═════ Provided text ═════

9.    OWNERSHIP OF MATERIALS

Employee agrees that all inventions, improvements, discoveries, designs, technology, and works of authorship (including but not limited to computer software) made, created, conceived, or reduced to practice by Employee, whether alone or in cooperation with others, during employment, that, in any way, relate to Company’s business or use Company Confidential Information, together with all patent, trademark, copyright, trade secret, and other intellectual property rights related to any of the foregoing throughout the world, are among other things works made for hire and belong exclusively to the Company, and Employee hereby assigns all such rights to the Company. Employee agrees to execute any documents, testify in any legal proceedings, and do all things necessary or desirable to secure Company’s rights to the foregoing, including without limitation executing inventors’ declarations and assignment forms. If there is a separate signed agreement between Employee and the Company including terms directly related to intellectual property rights, then the intellectual property terms of that agreement shall control.

10.    PARTIES BENEFITED; ASSIGNMENTS

This Agreement shall be binding upon Employee, Employee’s heirs and Employee’s personal representative or representatives, and upon Company and its respective successors and assigns. Neither this Agreement nor any rights or obligations hereunder may be assigned by Employee, other than by will or by the laws of descent and distribution. The Company may assign its rights and obligation under this Agreement to any entity, including any successor to all or substantially all the assets of the Company, by merger or otherwise.



11.    GOVERNING LAW

This Agreement shall be governed, construed, interpreted, and enforced in accordance with the substantive laws of the State of California, without reference to the principles of conflicts of law of California or any other jurisdiction, and where applicable, the laws of the United States. Each of the Company and Employee (on behalf of itself and its affiliates) expressly consents to the personal jurisdiction of the California state and federal courts for any lawsuit relating to this Agreement, waives any other requirement (whether imposed by statute, rule of court, or otherwise) with respect to such personal jurisdiction or service of process, and waives any objection to jurisdiction based on improper venue or improper jurisdiction.

Each party hereto hereby waives, to the fullest extent permitted by applicable law, any right it may have to a trial by jury in respect of any suit, action, or proceeding arising out of or relating to this Agreement. Each party hereto (i) certifies that no representative, agent, or attorney of any other party has represented, expressly or otherwise, that such party would not, in the event of any action, suit, or proceeding, seek to enforce the foregoing waiver and (ii) acknowledges that it and the other party hereto have been induced to enter into this Agreement by, among other things, the mutual waiver and certifications in this Section.

═════

Exercise task A » Summarize the employment agreement sections above in two sentences.
Exercise task B » Render this sentence from the employment agreement sections into Spanish: "Neither this Agreement nor any rights or obligations hereunder may be assigned by Employee, other than by will or by the laws of descent and distribution."
Exercise task C » Proceed with the employment agreement sections, picking up right after their last sentence.

═════ Data shown ═════

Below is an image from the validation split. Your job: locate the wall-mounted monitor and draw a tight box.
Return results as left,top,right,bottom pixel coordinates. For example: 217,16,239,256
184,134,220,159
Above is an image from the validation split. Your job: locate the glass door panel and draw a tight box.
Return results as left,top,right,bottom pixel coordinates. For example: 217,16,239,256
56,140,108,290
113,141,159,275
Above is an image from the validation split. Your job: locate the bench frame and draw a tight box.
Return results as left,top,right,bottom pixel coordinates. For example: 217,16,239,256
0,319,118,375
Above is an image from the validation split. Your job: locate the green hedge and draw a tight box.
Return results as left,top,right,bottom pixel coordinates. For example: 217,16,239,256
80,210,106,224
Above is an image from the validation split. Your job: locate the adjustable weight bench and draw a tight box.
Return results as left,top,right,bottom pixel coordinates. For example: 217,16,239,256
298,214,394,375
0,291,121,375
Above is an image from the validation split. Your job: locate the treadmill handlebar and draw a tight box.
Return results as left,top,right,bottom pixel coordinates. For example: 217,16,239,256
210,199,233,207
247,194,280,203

═════

Reply A » Inventions, designs, software and other works the Employee creates during employment that relate to the Company's business or use its Confidential Information belong exclusively to the Company, and the Employee assigns all related rights to it and agrees to help secure them. The Agreement binds both parties and their successors, can be assigned by the Company but not by the Employee except by will or the laws of descent and distribution, is governed by California law with consent to California courts, and includes a mutual waiver of jury trial.

Reply B » Ni este Acuerdo ni ningún derecho u obligación en virtud del mismo podrá ser cedido por el Empleado, salvo por testamento o conforme a las leyes de sucesión y distribución.

Reply C »
Employee acknowledges that it is advisable to be represented by counsel in connection with Employee’s review and agreement to all terms and conditions of this Agreement.

Employee acknowledges and agrees that entering into this Agreement is not a condition of Employee’s employment with the Company or its affiliates.

12.    DEFINITION OF COMPANY

“Company” shall include Rackspace US, Inc., and its past, present and future divisions, operating companies, subsidiaries, affiliates and successors.

13.    LITIGATION AND REGULATORY COOPERATION

During and after employment, Employee shall reasonably cooperate in the defense or prosecution of claims, investigations, or other actions which relate to events or occurrences during employment. Employee agrees, unless precluded by law, to promptly inform the Company if Employee is asked to participate (or otherwise become involved) in any such claim, investigation or action. Employee’s cooperation shall include being available to prepare for discovery or trial and to act as a witness. Company will pay an hourly rate (based on base salary as of the last day of employment) for cooperation that occurs after employment, and reimburse for reasonable expenses, including travel expenses, reasonable attorneys’ fees and costs.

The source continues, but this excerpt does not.